:: AANGELEVERDE GEGEVENS ::
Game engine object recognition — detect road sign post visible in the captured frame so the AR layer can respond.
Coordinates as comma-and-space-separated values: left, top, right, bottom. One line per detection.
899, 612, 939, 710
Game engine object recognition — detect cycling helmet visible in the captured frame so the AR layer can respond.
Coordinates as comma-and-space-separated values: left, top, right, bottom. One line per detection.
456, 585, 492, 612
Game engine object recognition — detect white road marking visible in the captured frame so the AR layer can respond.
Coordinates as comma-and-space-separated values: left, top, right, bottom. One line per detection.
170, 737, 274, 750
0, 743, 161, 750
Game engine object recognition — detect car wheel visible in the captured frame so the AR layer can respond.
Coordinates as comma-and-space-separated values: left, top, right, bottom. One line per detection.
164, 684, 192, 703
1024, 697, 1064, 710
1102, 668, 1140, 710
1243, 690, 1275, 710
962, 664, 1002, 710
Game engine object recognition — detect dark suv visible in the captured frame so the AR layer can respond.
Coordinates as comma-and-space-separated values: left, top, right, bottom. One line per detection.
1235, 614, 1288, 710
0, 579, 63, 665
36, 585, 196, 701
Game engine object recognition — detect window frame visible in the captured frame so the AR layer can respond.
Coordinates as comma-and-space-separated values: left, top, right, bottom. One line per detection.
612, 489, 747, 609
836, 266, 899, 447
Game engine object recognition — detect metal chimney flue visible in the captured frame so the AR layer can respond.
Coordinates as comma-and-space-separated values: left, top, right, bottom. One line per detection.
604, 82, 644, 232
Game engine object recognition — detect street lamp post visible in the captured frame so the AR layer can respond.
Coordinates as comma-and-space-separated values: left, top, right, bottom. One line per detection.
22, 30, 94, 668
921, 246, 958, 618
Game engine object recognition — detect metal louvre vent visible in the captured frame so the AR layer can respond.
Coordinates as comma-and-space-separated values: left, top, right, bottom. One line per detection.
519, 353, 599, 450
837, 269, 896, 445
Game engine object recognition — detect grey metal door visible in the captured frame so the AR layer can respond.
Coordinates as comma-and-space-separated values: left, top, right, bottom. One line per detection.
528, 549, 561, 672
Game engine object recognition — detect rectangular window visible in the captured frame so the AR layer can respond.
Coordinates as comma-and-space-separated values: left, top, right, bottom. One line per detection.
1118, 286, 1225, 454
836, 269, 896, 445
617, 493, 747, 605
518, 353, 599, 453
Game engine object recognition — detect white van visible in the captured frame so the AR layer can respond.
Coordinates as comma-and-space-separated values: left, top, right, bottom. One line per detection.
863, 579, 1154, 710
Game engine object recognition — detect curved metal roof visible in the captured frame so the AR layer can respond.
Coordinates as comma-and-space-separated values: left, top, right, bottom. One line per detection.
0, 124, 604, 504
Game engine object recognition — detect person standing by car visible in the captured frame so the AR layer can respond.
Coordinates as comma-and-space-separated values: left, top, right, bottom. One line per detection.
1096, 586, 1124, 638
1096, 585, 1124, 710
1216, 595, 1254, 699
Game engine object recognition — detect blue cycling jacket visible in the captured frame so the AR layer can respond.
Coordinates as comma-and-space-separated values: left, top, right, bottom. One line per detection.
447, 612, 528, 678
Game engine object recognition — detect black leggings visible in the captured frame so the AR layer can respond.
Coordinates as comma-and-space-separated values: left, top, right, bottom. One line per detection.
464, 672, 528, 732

:: DOEL ::
Neem alle regels uit het bovenstaande materiaal over als genummerde lijst en laat daarbij lege regels weg.

:: UITWERKING OPDRACHT ::
1. Game engine object recognition — detect road sign post visible in the captured frame so the AR layer can respond.
2. Coordinates as comma-and-space-separated values: left, top, right, bottom. One line per detection.
3. 899, 612, 939, 710
4. Game engine object recognition — detect cycling helmet visible in the captured frame so the AR layer can respond.
5. Coordinates as comma-and-space-separated values: left, top, right, bottom. One line per detection.
6. 456, 585, 492, 612
7. Game engine object recognition — detect white road marking visible in the captured frame so the AR layer can respond.
8. Coordinates as comma-and-space-separated values: left, top, right, bottom. One line per detection.
9. 170, 737, 274, 750
10. 0, 743, 161, 750
11. Game engine object recognition — detect car wheel visible in the captured frame so the AR layer can respond.
12. Coordinates as comma-and-space-separated values: left, top, right, bottom. One line per detection.
13. 164, 684, 192, 703
14. 1024, 697, 1064, 710
15. 1102, 668, 1140, 710
16. 1243, 690, 1275, 710
17. 962, 664, 1002, 710
18. Game engine object recognition — detect dark suv visible in the captured frame so the AR layer can respond.
19. Coordinates as comma-and-space-separated values: left, top, right, bottom. One line per detection.
20. 1235, 614, 1288, 710
21. 0, 579, 63, 665
22. 36, 585, 196, 701
23. Game engine object recognition — detect window frame visible in the captured frame so the AR layer can respond.
24. Coordinates as comma-and-space-separated values: left, top, right, bottom. One line per detection.
25. 612, 489, 747, 609
26. 836, 266, 899, 447
27. Game engine object recognition — detect metal chimney flue visible in the captured frame so the AR layer can respond.
28. Coordinates as comma-and-space-separated values: left, top, right, bottom. One line per detection.
29. 604, 82, 644, 232
30. Game engine object recognition — detect street lamp post visible in the captured frame so the AR layer can respond.
31. Coordinates as comma-and-space-separated values: left, top, right, bottom. One line per detection.
32. 22, 30, 94, 668
33. 921, 246, 958, 618
34. Game engine object recognition — detect metal louvre vent visible in the captured frame so the AR layer can respond.
35. Coordinates as comma-and-space-separated values: left, top, right, bottom. One line per detection.
36. 519, 353, 599, 450
37. 837, 269, 896, 445
38. Game engine object recognition — detect grey metal door visible in the captured frame so the AR layer can respond.
39. Coordinates as comma-and-space-separated values: left, top, right, bottom. One line per detection.
40. 528, 549, 561, 672
41. Game engine object recognition — detect rectangular window visible in the captured frame so the AR layer can respond.
42. Coordinates as comma-and-space-separated values: left, top, right, bottom. One line per detection.
43. 1118, 286, 1225, 454
44. 836, 269, 896, 445
45. 617, 493, 747, 605
46. 518, 353, 599, 453
47. Game engine object recognition — detect white van visible in the captured frame so the AR layer can respond.
48. Coordinates as comma-and-space-separated values: left, top, right, bottom. One line per detection.
49. 863, 579, 1154, 710
50. Game engine object recognition — detect curved metal roof visible in the captured frame so the AR layer can respond.
51. Coordinates as comma-and-space-separated values: left, top, right, bottom. One line per detection.
52. 0, 124, 604, 504
53. Game engine object recognition — detect person standing by car visible in the captured frame so the AR layer can respond.
54. Coordinates as comma-and-space-separated values: left, top, right, bottom. One line per detection.
55. 1096, 586, 1124, 638
56. 1096, 585, 1124, 710
57. 1216, 595, 1254, 699
58. Game engine object recognition — detect blue cycling jacket visible in the captured frame so the AR layer can respond.
59. Coordinates as comma-and-space-separated values: left, top, right, bottom. One line per detection.
60. 447, 612, 528, 678
61. Game engine object recognition — detect black leggings visible in the captured frame so the AR layer can respond.
62. Coordinates as comma-and-space-separated values: left, top, right, bottom. One line per detection.
63. 464, 672, 528, 732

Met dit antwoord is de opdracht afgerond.